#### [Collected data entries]
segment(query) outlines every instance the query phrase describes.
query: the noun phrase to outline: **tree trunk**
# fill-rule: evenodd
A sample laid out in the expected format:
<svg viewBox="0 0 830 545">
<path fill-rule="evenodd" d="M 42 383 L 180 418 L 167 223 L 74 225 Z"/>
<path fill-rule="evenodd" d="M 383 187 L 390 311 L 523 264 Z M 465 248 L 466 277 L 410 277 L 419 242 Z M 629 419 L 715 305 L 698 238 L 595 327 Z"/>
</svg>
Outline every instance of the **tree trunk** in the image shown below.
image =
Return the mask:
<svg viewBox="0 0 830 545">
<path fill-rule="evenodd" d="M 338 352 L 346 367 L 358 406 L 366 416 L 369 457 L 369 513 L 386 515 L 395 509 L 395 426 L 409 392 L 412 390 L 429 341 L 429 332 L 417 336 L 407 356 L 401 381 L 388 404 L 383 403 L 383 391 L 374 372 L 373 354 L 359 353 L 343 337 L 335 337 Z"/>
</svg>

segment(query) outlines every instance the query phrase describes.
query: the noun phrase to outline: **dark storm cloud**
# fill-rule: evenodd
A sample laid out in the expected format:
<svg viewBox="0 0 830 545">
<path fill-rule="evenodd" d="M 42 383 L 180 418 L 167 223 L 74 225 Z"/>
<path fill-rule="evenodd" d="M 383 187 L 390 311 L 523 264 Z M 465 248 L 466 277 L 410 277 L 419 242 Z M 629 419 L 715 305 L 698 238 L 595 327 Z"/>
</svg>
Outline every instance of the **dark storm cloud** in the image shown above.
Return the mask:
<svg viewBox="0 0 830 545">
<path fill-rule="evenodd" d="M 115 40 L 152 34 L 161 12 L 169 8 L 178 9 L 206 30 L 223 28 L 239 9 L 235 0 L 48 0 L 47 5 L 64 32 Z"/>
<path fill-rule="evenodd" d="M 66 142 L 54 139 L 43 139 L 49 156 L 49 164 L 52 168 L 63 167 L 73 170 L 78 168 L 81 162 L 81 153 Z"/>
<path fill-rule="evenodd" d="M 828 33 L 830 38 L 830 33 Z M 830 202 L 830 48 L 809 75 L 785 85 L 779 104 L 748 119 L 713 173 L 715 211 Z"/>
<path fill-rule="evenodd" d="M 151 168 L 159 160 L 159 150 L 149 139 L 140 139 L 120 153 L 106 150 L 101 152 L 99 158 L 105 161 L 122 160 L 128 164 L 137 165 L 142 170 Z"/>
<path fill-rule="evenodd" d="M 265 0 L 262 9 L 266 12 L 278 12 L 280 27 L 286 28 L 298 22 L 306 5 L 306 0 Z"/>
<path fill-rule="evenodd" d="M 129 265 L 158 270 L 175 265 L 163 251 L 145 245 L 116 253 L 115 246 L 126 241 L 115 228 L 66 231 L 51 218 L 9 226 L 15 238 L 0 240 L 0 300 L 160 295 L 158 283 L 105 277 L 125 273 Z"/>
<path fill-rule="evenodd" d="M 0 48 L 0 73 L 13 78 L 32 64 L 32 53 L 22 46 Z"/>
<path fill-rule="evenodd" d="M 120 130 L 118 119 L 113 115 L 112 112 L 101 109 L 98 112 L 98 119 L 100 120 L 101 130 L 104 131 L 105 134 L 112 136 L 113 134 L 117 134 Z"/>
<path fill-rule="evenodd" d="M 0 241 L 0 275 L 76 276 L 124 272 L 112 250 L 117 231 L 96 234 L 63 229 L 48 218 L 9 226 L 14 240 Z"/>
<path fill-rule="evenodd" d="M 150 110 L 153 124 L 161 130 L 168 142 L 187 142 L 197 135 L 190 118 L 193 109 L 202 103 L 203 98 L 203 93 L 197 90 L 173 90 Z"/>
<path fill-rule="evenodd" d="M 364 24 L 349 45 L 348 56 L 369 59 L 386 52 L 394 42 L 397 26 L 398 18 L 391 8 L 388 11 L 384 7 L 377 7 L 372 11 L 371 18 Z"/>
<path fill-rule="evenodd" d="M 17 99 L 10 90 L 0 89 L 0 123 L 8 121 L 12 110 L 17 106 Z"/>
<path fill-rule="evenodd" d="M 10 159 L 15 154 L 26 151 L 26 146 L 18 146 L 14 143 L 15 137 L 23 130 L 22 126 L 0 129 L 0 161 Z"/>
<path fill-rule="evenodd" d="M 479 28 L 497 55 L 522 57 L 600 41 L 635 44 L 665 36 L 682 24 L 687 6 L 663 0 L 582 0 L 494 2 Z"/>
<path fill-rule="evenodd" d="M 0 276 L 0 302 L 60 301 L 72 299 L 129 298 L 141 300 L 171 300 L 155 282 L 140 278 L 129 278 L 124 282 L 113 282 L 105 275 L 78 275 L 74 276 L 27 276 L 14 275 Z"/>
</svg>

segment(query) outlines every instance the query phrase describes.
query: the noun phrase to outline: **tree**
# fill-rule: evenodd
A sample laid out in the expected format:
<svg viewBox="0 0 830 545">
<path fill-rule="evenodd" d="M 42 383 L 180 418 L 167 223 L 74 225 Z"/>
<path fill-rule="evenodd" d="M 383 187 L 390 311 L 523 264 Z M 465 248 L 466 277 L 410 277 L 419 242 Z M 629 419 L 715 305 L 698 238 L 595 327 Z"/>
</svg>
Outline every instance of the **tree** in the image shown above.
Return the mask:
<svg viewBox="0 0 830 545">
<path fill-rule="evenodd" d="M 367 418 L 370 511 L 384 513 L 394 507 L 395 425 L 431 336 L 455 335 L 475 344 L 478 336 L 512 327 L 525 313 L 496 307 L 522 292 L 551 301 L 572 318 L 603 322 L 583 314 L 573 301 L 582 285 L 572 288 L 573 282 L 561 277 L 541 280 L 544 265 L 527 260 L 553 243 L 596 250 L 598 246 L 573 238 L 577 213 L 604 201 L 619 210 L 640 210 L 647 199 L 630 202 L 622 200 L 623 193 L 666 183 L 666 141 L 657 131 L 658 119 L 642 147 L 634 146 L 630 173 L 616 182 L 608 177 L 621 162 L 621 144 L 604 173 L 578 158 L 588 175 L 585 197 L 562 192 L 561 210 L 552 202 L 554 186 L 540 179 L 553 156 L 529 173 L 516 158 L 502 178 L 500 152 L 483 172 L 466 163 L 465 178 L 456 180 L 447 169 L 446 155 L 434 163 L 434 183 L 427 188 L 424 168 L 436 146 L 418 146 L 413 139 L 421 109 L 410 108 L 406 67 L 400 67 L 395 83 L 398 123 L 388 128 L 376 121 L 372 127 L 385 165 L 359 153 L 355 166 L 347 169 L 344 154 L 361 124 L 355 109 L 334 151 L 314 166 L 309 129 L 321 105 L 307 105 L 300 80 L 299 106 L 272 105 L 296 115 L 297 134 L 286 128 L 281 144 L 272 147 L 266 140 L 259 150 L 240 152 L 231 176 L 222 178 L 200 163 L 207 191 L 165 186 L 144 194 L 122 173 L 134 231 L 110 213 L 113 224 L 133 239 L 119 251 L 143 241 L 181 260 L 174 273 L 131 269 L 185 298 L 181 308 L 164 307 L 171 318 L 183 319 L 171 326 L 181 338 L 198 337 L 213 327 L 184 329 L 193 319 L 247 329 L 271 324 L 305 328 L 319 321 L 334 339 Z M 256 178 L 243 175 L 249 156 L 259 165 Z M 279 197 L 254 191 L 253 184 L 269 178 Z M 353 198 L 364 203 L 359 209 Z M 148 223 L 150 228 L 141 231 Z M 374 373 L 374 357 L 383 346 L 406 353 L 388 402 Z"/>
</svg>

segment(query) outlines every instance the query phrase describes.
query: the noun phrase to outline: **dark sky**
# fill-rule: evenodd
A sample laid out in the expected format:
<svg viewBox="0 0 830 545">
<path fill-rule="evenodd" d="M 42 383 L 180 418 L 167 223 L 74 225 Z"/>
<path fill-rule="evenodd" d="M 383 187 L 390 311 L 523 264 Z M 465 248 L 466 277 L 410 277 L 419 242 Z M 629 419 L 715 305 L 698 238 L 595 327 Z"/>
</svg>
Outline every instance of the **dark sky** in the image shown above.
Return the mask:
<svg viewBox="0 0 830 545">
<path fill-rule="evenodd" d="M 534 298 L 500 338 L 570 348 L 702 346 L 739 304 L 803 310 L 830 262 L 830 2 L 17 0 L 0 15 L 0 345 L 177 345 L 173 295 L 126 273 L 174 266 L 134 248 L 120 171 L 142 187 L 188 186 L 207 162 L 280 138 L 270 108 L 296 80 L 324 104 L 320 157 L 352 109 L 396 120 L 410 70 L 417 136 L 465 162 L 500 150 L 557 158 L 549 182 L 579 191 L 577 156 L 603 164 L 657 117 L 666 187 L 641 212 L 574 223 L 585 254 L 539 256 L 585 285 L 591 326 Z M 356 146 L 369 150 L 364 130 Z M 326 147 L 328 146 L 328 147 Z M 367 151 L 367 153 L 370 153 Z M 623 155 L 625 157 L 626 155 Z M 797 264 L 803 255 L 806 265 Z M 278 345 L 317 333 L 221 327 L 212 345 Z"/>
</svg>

#### [Short problem]
Please tally how many lines of the data above contain the string "tree", treating uppercase and lowercase as different, and reply with the number alone.

#### [Correct result]
4